## The request
Rewrite in full the listing from the line with "Where can the green marker" to the line with "<point>646,190</point>". Increase every coordinate in the answer points by 21, and leave the sample points in the other lines unchanged.

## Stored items
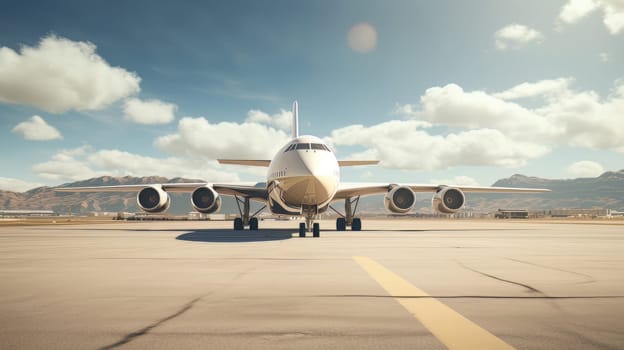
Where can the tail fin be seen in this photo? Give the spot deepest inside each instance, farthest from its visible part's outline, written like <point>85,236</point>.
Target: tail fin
<point>295,119</point>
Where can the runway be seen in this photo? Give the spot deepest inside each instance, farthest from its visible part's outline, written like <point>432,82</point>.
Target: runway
<point>399,284</point>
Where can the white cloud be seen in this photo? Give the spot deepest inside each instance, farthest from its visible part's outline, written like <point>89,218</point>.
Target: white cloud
<point>198,137</point>
<point>452,106</point>
<point>452,127</point>
<point>149,111</point>
<point>362,38</point>
<point>574,10</point>
<point>37,129</point>
<point>404,145</point>
<point>585,168</point>
<point>457,180</point>
<point>60,74</point>
<point>515,36</point>
<point>547,88</point>
<point>16,185</point>
<point>84,162</point>
<point>612,12</point>
<point>281,120</point>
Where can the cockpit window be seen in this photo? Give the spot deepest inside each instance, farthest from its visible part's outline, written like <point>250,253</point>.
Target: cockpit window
<point>303,146</point>
<point>314,146</point>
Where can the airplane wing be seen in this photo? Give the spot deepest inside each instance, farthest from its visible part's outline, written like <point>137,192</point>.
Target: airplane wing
<point>357,162</point>
<point>253,190</point>
<point>248,162</point>
<point>346,190</point>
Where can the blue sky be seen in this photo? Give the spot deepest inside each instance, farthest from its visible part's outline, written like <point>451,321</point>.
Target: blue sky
<point>442,91</point>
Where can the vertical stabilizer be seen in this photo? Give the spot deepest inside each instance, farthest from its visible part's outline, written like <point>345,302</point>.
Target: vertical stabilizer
<point>295,119</point>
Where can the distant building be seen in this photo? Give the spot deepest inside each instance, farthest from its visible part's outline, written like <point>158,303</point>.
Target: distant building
<point>14,213</point>
<point>512,214</point>
<point>564,213</point>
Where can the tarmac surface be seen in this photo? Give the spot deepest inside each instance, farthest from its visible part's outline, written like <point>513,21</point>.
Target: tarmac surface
<point>399,284</point>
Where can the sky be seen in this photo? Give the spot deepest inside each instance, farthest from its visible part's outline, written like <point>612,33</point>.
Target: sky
<point>439,91</point>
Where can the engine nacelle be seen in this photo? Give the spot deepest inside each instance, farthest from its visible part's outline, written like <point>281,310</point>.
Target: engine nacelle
<point>153,199</point>
<point>205,200</point>
<point>400,199</point>
<point>448,200</point>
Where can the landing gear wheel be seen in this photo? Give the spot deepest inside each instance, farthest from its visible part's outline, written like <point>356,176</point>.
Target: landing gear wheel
<point>341,224</point>
<point>316,230</point>
<point>301,229</point>
<point>253,224</point>
<point>356,225</point>
<point>238,224</point>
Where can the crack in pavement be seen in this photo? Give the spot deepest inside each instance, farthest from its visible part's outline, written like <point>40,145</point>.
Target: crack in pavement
<point>588,278</point>
<point>186,307</point>
<point>467,296</point>
<point>129,337</point>
<point>530,288</point>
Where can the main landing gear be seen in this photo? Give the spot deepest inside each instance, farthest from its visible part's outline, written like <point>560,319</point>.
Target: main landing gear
<point>245,219</point>
<point>347,219</point>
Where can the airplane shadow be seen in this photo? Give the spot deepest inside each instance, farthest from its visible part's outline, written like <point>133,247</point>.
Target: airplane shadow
<point>230,236</point>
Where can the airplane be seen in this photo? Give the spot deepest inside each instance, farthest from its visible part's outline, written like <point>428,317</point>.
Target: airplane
<point>303,179</point>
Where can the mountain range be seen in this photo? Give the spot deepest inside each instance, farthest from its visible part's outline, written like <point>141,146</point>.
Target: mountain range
<point>604,191</point>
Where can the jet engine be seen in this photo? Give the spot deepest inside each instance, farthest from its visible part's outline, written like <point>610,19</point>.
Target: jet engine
<point>205,200</point>
<point>448,200</point>
<point>153,199</point>
<point>400,199</point>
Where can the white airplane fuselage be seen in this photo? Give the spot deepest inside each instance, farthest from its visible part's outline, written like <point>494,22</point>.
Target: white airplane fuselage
<point>303,177</point>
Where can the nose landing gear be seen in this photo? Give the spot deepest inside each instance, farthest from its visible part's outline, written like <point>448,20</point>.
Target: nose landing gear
<point>348,218</point>
<point>310,213</point>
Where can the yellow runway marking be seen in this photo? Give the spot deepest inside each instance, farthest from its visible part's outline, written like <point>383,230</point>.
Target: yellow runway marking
<point>452,329</point>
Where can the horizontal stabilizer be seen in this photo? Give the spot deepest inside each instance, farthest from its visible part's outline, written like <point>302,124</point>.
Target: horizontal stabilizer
<point>357,162</point>
<point>248,162</point>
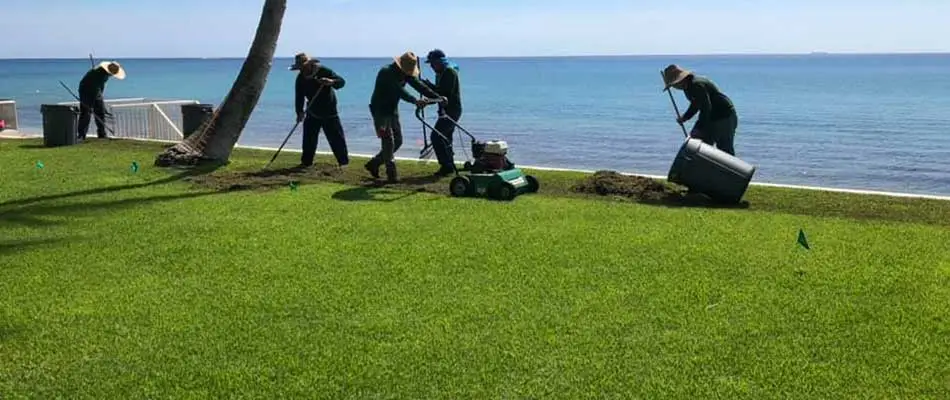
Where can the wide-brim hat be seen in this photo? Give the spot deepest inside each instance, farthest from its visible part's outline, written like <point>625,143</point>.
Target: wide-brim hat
<point>408,62</point>
<point>674,74</point>
<point>113,68</point>
<point>435,56</point>
<point>301,59</point>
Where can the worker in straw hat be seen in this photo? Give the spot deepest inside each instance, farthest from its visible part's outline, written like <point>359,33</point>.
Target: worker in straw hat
<point>717,116</point>
<point>390,87</point>
<point>91,102</point>
<point>317,84</point>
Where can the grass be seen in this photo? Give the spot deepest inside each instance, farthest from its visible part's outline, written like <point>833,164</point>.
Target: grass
<point>128,285</point>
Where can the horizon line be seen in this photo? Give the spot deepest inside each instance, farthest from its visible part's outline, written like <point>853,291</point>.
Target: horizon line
<point>813,53</point>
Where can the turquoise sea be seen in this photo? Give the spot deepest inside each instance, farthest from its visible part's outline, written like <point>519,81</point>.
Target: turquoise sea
<point>879,122</point>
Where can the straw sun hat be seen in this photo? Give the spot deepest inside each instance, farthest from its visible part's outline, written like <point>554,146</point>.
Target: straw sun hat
<point>301,59</point>
<point>408,62</point>
<point>113,68</point>
<point>674,74</point>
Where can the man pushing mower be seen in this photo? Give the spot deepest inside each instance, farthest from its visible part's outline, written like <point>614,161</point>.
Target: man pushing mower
<point>384,108</point>
<point>450,111</point>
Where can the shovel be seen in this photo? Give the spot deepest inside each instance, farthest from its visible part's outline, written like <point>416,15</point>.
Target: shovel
<point>669,91</point>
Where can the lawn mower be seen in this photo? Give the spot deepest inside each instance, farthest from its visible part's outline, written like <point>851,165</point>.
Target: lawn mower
<point>489,173</point>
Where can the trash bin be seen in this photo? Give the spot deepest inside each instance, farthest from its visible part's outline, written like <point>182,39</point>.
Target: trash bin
<point>60,124</point>
<point>193,116</point>
<point>710,171</point>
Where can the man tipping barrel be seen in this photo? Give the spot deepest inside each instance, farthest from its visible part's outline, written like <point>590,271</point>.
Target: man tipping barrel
<point>717,115</point>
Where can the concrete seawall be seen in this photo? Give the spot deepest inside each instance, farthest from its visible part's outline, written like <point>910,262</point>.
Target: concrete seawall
<point>23,135</point>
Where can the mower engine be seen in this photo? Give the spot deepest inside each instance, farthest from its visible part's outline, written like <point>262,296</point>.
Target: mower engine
<point>490,156</point>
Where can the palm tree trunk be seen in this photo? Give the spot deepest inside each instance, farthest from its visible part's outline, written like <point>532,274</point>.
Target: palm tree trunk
<point>214,141</point>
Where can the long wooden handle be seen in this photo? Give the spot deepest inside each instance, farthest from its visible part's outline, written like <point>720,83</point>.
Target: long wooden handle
<point>675,108</point>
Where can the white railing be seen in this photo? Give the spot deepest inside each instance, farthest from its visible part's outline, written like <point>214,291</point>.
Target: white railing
<point>141,119</point>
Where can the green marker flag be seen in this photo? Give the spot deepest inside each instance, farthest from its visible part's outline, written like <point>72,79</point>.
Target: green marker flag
<point>802,240</point>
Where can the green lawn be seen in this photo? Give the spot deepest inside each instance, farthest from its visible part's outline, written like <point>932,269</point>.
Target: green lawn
<point>121,284</point>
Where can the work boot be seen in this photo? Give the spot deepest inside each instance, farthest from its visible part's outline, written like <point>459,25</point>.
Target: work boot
<point>373,168</point>
<point>391,176</point>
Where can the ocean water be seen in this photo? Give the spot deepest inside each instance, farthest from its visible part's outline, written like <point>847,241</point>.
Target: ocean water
<point>879,122</point>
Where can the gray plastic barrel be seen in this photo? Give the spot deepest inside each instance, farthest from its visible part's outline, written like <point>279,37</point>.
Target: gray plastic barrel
<point>193,116</point>
<point>60,124</point>
<point>710,171</point>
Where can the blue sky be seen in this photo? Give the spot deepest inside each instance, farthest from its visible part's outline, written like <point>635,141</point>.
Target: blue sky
<point>371,28</point>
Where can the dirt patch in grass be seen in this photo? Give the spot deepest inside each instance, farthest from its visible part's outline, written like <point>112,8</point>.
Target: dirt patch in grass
<point>611,183</point>
<point>646,190</point>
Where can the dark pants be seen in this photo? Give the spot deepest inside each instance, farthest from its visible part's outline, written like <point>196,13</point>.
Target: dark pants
<point>88,106</point>
<point>442,144</point>
<point>720,133</point>
<point>333,130</point>
<point>389,132</point>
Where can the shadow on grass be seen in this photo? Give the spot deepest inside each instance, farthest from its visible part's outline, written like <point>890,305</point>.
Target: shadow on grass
<point>33,146</point>
<point>371,192</point>
<point>30,215</point>
<point>7,332</point>
<point>203,170</point>
<point>8,247</point>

## Task result
Where can the green marker flag be seen in this photo? Give the spot deepest inside each instance, farthest from its visible part's outline, written like <point>72,79</point>.
Target: green marker flag
<point>823,261</point>
Where can the green lawn be seen in this photo? Give the spot deepest inside each instance, farthest from its visible part's outline, written like <point>932,269</point>.
Target: green lawn
<point>142,305</point>
Where can the work boot be seen in this photo? Give the spot deepest inside each instance, farthest from its visible part's outline, written like <point>459,25</point>.
Target: work boot
<point>394,189</point>
<point>412,197</point>
Where can the ocean water be seen in this photo? Give the spot deepest inside each instance, farthest from its visible part's outline, written like <point>847,241</point>.
Target: ocean water
<point>900,143</point>
Where can the gray plastic barrel be seen in this photo? Give the spot deepest inside each instance, farthest from its visible part's outline, written like <point>279,37</point>.
Target: gray plastic barrel
<point>214,137</point>
<point>81,145</point>
<point>731,192</point>
Where can the blue sky be seen in this photo? Give the spot deepest inside each instance, farthest from its visible part's outline, written like <point>635,141</point>.
Target: blue sky
<point>392,49</point>
Where can the dirt patch in grass be seen in this photo? Give the spot deepest inside each instance, farthest from its visible part's outline, written like <point>112,8</point>.
Target: dirt patch in grass
<point>632,204</point>
<point>667,211</point>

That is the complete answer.